● Goal
Reproduce the records below exactly as they appear.

++++++++++

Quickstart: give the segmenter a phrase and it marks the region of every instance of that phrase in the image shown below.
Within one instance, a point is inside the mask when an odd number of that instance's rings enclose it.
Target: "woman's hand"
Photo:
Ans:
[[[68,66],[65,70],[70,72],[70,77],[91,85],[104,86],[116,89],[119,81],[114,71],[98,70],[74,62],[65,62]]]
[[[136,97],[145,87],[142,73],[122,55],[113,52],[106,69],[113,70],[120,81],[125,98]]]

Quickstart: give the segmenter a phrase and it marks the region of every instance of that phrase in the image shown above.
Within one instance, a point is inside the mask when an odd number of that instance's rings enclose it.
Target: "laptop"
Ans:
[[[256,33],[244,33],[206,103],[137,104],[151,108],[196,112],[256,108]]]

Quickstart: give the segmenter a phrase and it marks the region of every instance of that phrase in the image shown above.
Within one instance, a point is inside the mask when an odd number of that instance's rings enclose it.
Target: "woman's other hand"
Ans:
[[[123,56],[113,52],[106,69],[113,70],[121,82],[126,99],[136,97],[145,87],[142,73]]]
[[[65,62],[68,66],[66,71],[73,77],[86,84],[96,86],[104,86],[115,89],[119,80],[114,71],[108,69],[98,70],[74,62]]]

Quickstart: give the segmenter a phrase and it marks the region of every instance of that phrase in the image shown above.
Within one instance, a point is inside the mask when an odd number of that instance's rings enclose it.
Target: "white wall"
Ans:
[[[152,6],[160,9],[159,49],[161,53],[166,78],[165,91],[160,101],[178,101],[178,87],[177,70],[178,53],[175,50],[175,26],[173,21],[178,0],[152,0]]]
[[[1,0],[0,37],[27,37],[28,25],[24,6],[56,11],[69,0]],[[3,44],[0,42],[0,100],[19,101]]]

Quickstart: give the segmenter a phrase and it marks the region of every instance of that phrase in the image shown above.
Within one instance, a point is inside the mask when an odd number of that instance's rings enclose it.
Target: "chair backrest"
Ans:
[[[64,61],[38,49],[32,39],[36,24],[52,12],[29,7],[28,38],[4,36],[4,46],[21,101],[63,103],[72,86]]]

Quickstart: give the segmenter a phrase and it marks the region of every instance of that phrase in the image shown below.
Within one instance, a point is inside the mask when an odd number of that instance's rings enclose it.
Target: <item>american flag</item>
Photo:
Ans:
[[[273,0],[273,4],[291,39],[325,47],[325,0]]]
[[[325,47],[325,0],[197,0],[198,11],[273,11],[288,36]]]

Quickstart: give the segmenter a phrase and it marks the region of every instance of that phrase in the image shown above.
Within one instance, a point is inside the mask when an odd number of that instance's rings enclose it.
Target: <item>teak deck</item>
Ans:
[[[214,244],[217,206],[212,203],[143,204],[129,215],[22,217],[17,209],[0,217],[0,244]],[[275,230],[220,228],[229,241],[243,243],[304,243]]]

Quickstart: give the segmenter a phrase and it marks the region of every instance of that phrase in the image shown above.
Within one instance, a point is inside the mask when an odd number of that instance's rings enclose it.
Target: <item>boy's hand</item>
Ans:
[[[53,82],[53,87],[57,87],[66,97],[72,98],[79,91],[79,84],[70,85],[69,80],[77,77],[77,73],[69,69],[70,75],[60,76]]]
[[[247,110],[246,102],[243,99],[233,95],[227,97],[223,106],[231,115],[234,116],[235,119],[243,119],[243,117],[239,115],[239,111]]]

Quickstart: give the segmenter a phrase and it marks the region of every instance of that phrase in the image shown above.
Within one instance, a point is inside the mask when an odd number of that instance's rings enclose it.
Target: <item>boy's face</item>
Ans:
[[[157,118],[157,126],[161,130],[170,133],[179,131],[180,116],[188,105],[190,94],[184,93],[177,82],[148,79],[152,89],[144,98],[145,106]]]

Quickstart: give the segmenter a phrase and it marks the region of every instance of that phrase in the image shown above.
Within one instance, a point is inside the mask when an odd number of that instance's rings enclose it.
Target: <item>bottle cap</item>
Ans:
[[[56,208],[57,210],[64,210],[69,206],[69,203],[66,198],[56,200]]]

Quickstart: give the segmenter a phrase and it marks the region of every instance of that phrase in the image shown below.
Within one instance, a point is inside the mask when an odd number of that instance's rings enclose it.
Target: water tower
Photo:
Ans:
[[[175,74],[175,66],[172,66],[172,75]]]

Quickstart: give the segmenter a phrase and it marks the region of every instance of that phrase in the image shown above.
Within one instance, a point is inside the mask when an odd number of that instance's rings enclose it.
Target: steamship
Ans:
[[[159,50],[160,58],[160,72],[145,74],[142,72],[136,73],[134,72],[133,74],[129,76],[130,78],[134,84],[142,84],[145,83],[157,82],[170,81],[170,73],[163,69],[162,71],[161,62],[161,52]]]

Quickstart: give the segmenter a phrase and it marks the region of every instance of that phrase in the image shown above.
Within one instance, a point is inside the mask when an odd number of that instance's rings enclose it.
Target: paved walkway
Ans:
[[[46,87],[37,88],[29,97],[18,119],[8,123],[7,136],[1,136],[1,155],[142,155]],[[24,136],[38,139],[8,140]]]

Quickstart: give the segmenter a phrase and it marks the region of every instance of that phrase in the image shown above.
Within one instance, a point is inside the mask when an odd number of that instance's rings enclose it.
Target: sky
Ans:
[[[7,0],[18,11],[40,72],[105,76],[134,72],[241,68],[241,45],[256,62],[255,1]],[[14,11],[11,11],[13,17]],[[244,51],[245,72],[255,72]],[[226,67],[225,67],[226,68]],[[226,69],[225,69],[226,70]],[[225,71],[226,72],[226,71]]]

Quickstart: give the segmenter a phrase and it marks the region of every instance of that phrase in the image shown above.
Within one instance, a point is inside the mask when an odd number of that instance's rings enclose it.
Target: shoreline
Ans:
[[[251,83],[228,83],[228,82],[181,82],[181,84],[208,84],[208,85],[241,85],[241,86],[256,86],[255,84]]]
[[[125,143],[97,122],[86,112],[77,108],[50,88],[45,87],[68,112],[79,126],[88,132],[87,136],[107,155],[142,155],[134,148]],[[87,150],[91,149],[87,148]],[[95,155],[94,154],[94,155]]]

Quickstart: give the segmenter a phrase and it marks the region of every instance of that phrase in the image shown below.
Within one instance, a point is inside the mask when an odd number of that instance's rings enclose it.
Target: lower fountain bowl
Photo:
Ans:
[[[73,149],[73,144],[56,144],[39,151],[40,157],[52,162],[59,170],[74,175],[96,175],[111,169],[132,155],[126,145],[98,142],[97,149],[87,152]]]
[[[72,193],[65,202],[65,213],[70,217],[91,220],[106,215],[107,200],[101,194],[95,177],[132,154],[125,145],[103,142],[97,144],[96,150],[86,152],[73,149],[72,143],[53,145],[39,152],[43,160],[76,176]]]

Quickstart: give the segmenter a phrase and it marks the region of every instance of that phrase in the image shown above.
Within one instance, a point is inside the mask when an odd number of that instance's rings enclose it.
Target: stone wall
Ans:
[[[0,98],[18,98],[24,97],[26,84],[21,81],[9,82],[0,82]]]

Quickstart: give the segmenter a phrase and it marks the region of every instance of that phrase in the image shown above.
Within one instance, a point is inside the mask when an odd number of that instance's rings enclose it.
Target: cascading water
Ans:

++++++++++

● Reply to the task
Quickstart: give the segmenter a phrase and it marks the region of every instance of that phrase in the image shown below.
Within one instance, a point is inside the mask when an odd number of that instance's rings enclose it.
Target: "woman's hand"
Photo:
Ans:
[[[68,66],[65,70],[70,72],[70,77],[91,85],[104,86],[116,89],[119,81],[114,71],[98,70],[74,62],[65,62]]]
[[[136,97],[145,87],[142,73],[122,55],[113,52],[106,69],[113,70],[120,81],[125,98]]]

Quickstart: give the segmenter a phrase and it marks the region of every instance of that phrase in the image shown above.
Within one instance, a point is inside the mask when an odd number of that instance's rings enclose it.
Target: "laptop"
Ans:
[[[256,33],[244,33],[206,103],[137,104],[151,108],[196,112],[256,108]]]

Quickstart: give the segmenter a phrase and it marks the region of every instance of that phrase in the image shown above.
Within one instance, a point is inside the mask when an odd number of that instance's rings enclose it.
Target: "woman's other hand"
Ans:
[[[123,56],[113,52],[106,69],[113,70],[121,82],[126,99],[136,97],[145,87],[142,73]]]
[[[65,62],[68,66],[66,71],[73,77],[86,84],[96,86],[104,86],[115,89],[119,80],[114,71],[108,69],[98,70],[74,62]]]

Quickstart: give the segmenter a phrase and it marks the region of every instance of that phrase in the image shown above.
Within one instance, a point is inside the mask when an odd number of that instance's rings enclose it.
Target: "white wall"
Ans:
[[[152,6],[160,9],[159,49],[161,53],[166,78],[165,91],[160,101],[178,101],[178,87],[177,70],[178,53],[175,50],[175,26],[173,21],[178,0],[152,0]]]
[[[1,0],[0,37],[27,37],[28,25],[24,6],[56,11],[69,0]],[[3,44],[0,42],[0,100],[19,101]]]

Quickstart: give the segmenter a phrase and it marks the region of every instance of that phrase in the image shown above.
Within one instance, a point is inside the mask when an odd number of that instance's rings enclose it.
Target: "chair backrest"
Ans:
[[[64,61],[38,49],[32,39],[36,24],[52,12],[29,7],[28,38],[4,36],[4,46],[21,101],[63,103],[72,86]]]

Quickstart: give the segmenter a phrase and it marks the region of every instance of that phrase in the image shown below.
Within one instance, a point is inside the mask when an odd number of that instance's rings enclose it.
Target: <item>american flag</item>
Photo:
Ans:
[[[273,0],[273,4],[291,39],[325,47],[325,0]]]
[[[325,47],[325,0],[197,0],[198,11],[273,11],[288,36]]]

Quickstart: give the segmenter a phrase and it marks the region of every instance of that phrase in the image shown above.
Within one instance, a point is inside the mask when an odd number of that instance's rings enclose it.
Target: <item>teak deck</item>
Ans:
[[[214,244],[217,206],[212,203],[143,204],[129,215],[22,217],[17,209],[0,217],[0,244]],[[275,230],[220,228],[229,241],[243,243],[304,243]]]

Quickstart: give the segmenter a phrase and it marks the region of every instance of that phrase in the image shown above.
Within one instance, a point is inside the mask when an odd number of that instance's rings enclose it.
Target: <item>boy's hand</item>
Ans:
[[[53,82],[53,87],[57,87],[66,97],[72,98],[79,91],[79,84],[70,85],[69,80],[77,77],[77,73],[69,69],[70,75],[60,76]]]
[[[247,110],[246,102],[243,99],[233,95],[227,97],[223,106],[231,115],[234,116],[235,119],[243,119],[243,117],[239,115],[239,111]]]

Quickstart: give the segmenter a phrase and it marks the region of every instance of that phrase in the image shown above.
Within one instance, a point is inside the mask when an odd number of that instance's rings enclose it.
Target: <item>boy's face</item>
Ans:
[[[157,118],[157,126],[161,130],[170,133],[179,131],[180,116],[188,105],[190,94],[184,93],[177,82],[148,79],[152,89],[144,98],[145,106]]]

Quickstart: give the segmenter a phrase and it marks the region of every instance of that phrase in the image shown above.
Within one instance, a point is inside the mask when an odd number of that instance's rings enclose it.
Target: <item>bottle cap</item>
Ans:
[[[56,208],[57,210],[64,210],[69,206],[69,203],[66,198],[56,200]]]

Quickstart: give the segmenter a phrase and it marks the region of every instance of that phrase in the image shown below.
Within one instance, a point is inside the mask when an odd number of that instance's rings enclose it.
Target: water tower
Photo:
Ans:
[[[175,74],[175,66],[172,66],[172,75]]]

Quickstart: give the segmenter a phrase and it marks the region of every instance of that phrase in the image shown above.
Within one instance, a point is inside the mask when an odd number of that instance's rings enclose it.
Target: steamship
Ans:
[[[159,50],[160,58],[160,72],[145,74],[142,72],[136,73],[134,72],[133,74],[129,76],[130,78],[134,84],[142,84],[145,83],[157,82],[170,81],[170,73],[163,69],[162,71],[161,62],[161,52]]]

Quickstart: give the segmenter a phrase and it marks the region of every instance of that phrase in the image shown above.
Within one instance, a point is inside the mask when an odd number of that instance's rings enclose it.
Target: paved walkway
Ans:
[[[46,87],[37,88],[29,97],[18,119],[8,123],[7,136],[1,136],[1,155],[142,155]],[[24,136],[38,139],[8,140]]]

Quickstart: give the segmenter a phrase and it marks the region of every instance of that phrase in the image shown above.
Within one instance, a point is inside the mask when an odd number of that instance's rings enclose it.
Target: sky
Ans:
[[[7,0],[18,11],[40,72],[105,76],[134,72],[241,68],[241,45],[256,62],[255,1]],[[14,11],[11,11],[13,17]],[[244,51],[245,72],[255,72]],[[226,67],[225,67],[226,68]],[[226,69],[225,69],[226,70]],[[225,71],[226,72],[226,71]]]

Quickstart: give the segmenter a phrase and it marks the region of every instance of that phrase in the image shown above.
Within one instance, a point is inside the mask when an odd number of that instance's rings enclose it.
Target: shoreline
Ans:
[[[251,83],[228,83],[228,82],[181,82],[181,84],[208,84],[208,85],[241,85],[241,86],[256,86],[255,84]]]
[[[125,143],[97,122],[86,112],[77,108],[50,88],[45,87],[68,112],[79,126],[88,132],[87,136],[107,155],[142,155],[134,148]],[[87,150],[91,149],[87,148]],[[95,155],[94,154],[94,155]]]

Quickstart: give the segmenter a phrase and it marks the region of every instance of that phrase in the image shown below.
Within one instance, a point is inside the mask when an odd number of that instance's rings enclose it.
Target: lower fountain bowl
Photo:
Ans:
[[[73,149],[73,144],[56,144],[39,151],[40,157],[52,162],[59,170],[74,175],[96,175],[111,169],[132,155],[126,145],[98,142],[97,149],[87,152]]]
[[[72,193],[65,202],[65,213],[70,217],[91,220],[106,215],[107,200],[101,194],[95,177],[132,154],[125,145],[103,142],[97,144],[96,150],[86,152],[73,149],[72,143],[53,145],[39,152],[43,160],[76,176]]]

Quickstart: give the segmenter a phrase and it marks the region of every instance of that phrase in the image shown above.
Within one instance, a point is inside the mask when an odd number of that instance's rings enclose it.
Target: stone wall
Ans:
[[[0,98],[18,98],[24,97],[26,84],[21,81],[9,82],[0,82]]]

Quickstart: give the segmenter a phrase and it marks the region of every instance of that phrase in the image shown above.
Within one instance, a point is inside the mask when an odd number of that instance's rings enclose it.
Target: cascading water
Ans:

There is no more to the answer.